**What you will do:**
Only one stretch of the listing below is wanted: every line from the first to the line containing "Target: rocky ground", set down exactly.

**Data to examine:**

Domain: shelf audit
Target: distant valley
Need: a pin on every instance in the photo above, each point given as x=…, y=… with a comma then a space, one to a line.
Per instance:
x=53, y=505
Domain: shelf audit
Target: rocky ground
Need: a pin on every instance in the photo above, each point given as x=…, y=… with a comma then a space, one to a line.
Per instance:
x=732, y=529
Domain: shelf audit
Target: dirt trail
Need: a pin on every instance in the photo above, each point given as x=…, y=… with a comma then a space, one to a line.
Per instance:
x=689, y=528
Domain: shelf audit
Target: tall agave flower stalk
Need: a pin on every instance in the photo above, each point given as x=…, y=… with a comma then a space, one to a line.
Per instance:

**Written answer:**
Domain: shelf audit
Target: distant valley
Need: a pin on every instance in the photo above, each point given as x=…, y=… with a comma then a space, one to a line.
Per instance:
x=53, y=505
Domain: shelf audit
Target: rocky ground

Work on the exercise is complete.